▸ **To do**: Please reproduce the data below line for line, changing nothing.

━━ Information shown ━━

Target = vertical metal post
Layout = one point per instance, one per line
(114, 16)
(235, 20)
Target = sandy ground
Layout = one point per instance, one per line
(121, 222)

━━━

▸ **The answer**:
Target = vertical metal post
Layout = one point per instance, one per line
(114, 16)
(235, 20)
Target = sandy ground
Layout = one point per instance, one per line
(121, 222)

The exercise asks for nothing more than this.